[BEGIN]

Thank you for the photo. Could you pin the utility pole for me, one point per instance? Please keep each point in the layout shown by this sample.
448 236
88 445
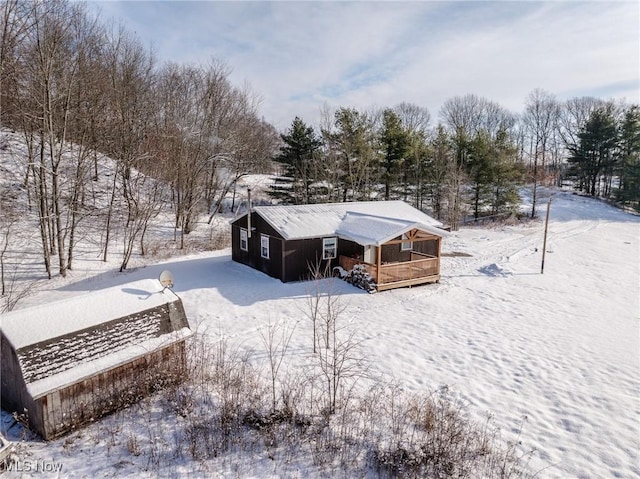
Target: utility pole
546 227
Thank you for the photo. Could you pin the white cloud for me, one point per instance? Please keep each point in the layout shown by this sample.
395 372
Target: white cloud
299 55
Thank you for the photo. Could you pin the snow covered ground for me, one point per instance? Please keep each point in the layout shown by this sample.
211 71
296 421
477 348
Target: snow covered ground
559 350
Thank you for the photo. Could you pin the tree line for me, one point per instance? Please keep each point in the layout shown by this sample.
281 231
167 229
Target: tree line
471 162
178 135
181 136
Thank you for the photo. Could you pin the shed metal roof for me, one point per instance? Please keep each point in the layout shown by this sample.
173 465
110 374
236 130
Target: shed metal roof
318 220
368 230
65 341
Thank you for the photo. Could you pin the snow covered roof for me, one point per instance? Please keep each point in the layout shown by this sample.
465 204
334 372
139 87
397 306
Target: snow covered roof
370 230
313 221
62 342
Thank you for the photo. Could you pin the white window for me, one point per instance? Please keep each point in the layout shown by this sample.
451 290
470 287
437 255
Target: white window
329 248
406 245
244 240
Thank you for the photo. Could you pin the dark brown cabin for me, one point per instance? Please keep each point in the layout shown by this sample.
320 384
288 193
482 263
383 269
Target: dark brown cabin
398 244
70 362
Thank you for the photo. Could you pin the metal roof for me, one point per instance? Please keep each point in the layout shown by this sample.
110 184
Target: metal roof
318 220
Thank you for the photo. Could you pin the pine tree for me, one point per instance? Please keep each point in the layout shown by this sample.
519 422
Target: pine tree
593 157
395 143
298 157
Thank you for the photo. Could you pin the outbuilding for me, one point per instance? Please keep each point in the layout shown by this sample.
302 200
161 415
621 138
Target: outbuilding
398 244
72 361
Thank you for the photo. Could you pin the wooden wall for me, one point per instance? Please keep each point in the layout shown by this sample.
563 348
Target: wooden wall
63 410
273 266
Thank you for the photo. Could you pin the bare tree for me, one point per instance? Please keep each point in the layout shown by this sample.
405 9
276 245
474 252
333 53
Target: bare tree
276 343
540 118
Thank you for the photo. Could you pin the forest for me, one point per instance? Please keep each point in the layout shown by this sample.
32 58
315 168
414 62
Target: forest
181 136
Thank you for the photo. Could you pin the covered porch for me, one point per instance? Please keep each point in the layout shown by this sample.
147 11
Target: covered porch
411 258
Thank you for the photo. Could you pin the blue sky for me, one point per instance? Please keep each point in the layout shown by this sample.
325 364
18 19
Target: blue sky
301 57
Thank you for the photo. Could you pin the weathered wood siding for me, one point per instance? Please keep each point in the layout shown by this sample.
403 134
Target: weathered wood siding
273 266
302 255
63 410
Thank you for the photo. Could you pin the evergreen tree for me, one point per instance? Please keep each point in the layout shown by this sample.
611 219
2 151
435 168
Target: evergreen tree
395 143
478 164
593 157
629 187
298 157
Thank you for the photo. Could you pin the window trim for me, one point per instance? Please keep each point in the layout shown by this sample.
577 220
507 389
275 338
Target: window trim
406 245
244 239
264 246
334 240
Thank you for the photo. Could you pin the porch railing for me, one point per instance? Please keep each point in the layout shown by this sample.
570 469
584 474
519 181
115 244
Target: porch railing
420 266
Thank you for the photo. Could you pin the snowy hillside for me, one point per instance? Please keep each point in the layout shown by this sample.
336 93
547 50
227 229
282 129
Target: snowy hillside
559 350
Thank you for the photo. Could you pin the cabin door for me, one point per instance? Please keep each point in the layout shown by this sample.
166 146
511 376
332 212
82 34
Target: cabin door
370 254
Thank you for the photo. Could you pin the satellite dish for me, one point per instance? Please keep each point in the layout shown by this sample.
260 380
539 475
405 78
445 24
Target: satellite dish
166 279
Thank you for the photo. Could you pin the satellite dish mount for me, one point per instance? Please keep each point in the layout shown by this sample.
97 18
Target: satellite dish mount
166 279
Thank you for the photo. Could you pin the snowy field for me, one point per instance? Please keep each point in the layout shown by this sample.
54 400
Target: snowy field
559 351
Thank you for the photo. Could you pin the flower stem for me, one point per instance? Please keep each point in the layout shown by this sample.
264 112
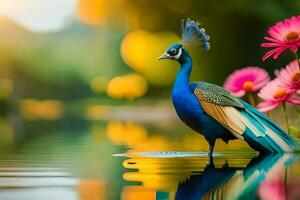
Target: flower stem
251 99
297 58
286 117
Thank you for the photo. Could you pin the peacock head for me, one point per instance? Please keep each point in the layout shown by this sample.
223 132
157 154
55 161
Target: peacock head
174 52
192 34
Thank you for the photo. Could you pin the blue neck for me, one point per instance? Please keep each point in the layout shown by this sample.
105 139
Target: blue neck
183 76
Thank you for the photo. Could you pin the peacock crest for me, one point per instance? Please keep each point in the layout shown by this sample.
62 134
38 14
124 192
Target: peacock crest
194 34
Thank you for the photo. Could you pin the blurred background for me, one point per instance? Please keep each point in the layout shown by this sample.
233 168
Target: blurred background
80 79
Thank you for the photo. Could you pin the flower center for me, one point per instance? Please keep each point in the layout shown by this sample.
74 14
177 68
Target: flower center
296 76
292 36
248 86
279 93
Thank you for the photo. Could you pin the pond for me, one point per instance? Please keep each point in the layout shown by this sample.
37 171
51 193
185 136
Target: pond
77 159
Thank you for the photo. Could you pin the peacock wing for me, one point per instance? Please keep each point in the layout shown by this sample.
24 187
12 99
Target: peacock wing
223 107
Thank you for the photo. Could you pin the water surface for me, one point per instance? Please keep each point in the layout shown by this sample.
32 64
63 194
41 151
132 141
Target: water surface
75 159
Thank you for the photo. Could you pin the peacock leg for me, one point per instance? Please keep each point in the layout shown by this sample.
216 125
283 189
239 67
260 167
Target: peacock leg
210 151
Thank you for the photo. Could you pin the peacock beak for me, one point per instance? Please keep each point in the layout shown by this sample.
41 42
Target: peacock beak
164 56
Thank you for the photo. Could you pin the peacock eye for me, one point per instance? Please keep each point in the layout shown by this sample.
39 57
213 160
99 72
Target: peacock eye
173 51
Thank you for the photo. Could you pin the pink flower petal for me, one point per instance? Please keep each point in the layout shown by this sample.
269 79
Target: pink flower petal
266 106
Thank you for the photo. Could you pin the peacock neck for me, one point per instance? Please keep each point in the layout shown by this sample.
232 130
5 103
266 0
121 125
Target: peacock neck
182 81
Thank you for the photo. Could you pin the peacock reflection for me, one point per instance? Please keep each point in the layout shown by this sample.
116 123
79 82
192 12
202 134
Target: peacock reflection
167 176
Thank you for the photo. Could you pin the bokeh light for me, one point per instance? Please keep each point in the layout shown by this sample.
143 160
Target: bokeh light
129 86
46 109
140 50
126 133
99 84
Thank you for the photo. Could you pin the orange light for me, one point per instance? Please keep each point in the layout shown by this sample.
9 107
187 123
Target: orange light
279 93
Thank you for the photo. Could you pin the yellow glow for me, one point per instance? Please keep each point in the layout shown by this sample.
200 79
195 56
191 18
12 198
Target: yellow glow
125 133
128 86
99 84
6 87
137 192
92 189
96 111
36 109
140 50
93 12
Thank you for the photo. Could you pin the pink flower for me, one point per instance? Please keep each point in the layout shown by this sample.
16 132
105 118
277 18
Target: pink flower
248 79
283 35
289 76
273 95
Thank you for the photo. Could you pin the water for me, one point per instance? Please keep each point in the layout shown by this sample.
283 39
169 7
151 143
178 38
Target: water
71 159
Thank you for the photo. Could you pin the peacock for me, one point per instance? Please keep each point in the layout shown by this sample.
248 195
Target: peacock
213 111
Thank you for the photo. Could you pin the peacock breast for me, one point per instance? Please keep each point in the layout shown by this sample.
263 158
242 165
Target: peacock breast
188 109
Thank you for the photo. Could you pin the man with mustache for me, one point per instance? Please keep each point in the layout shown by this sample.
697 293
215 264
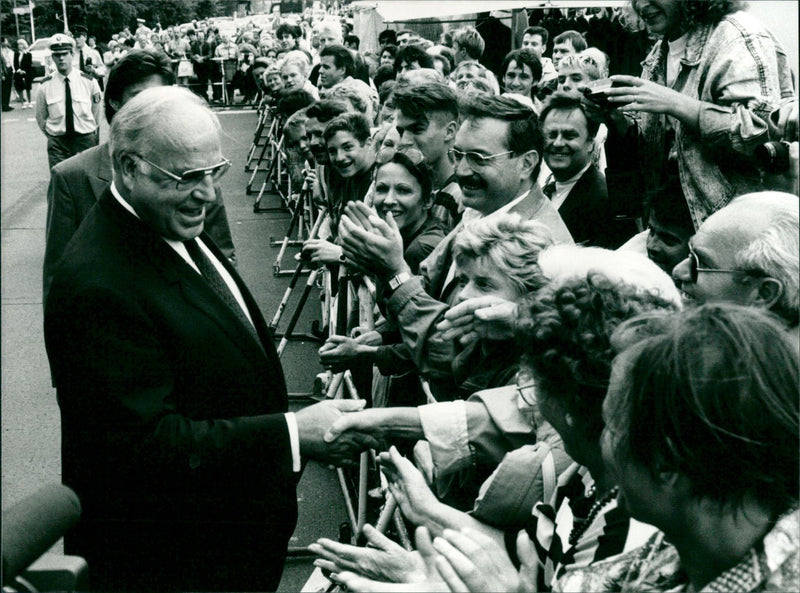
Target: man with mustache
576 187
496 156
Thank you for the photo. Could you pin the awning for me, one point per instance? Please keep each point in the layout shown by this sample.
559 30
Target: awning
392 11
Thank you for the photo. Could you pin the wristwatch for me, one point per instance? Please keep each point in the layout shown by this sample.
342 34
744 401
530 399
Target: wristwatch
396 282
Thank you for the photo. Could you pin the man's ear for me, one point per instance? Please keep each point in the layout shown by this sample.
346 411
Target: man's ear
529 161
450 131
769 292
126 167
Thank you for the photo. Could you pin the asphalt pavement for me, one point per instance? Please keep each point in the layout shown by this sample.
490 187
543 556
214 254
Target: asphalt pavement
30 417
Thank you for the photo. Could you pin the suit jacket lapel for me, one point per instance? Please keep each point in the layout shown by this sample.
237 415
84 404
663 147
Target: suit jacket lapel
100 177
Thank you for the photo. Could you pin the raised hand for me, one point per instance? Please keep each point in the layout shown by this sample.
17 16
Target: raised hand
487 317
408 486
372 243
470 561
322 252
382 559
431 580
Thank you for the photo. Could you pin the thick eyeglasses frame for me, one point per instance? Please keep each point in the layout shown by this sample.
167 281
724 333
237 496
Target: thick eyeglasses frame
695 269
385 155
475 159
191 178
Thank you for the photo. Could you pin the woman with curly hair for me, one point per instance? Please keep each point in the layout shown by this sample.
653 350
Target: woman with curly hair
564 334
704 98
702 438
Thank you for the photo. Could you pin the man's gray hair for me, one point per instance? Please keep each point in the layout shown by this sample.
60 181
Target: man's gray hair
775 252
151 119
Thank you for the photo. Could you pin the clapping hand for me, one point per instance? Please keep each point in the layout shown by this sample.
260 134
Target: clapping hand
431 581
381 559
408 486
468 560
372 243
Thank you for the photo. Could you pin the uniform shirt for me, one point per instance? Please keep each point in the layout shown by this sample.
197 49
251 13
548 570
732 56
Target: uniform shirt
86 103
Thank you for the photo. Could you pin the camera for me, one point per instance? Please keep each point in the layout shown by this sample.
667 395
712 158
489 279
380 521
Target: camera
597 92
773 157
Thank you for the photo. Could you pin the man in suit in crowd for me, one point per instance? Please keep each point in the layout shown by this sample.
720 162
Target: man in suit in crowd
173 403
77 183
576 187
496 156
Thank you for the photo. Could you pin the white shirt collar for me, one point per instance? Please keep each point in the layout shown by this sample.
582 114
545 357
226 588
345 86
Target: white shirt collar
176 245
470 214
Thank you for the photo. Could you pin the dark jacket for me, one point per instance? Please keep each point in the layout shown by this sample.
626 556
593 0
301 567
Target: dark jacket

[END]

_EXERCISE_:
Copy out the data from the line containing "Thank you for the photo. Could you pin the man's gray" through the end, requests included, and add 131 to each answer coordinate.

_COMPLETE OUTPUT_:
Thank you for the photo. Could you pin the man's gray hair for me, one point per instance? Please keep each point in the layout shown by this sample.
60 181
Target: man's gray hair
906 383
282 250
Thank you for the photo. Could you pin the clapping hand for me, one point per instance? Please keep each point in the layout shown by this sample.
260 134
Target: clapping hand
562 712
512 690
539 617
599 691
503 374
Thank you for the photo. Could you pin the uniform shirt for me, one point per instance? Please keep each point in the layout shown by this sample.
197 49
251 13
548 570
732 56
Target: uniform shirt
217 234
Thank you for the photo. Could you pin the camera for me, one point per instance? Please keep each point in the layout shown by this sample.
667 395
712 158
489 279
380 521
Target: camera
728 223
904 288
Thank you for the photo. Could you pin the man in suit in crowd for me, one point per instance? Please keep each point in the layout shown by this sample.
720 162
Target: man in suit in crowd
304 534
208 314
707 318
627 287
Thank you for the photo. Could you pin the white shirt collar for me, one point per instance? Please keep each point in the layout shown by this sample.
582 114
545 357
226 588
345 86
Target: white shirt collar
307 376
601 345
Thank you for the photo. Could you pin the dark jacket for me, one point per instance? Please keep each point in the layout shown by this sample.
626 556
593 0
301 567
Target: dark jacket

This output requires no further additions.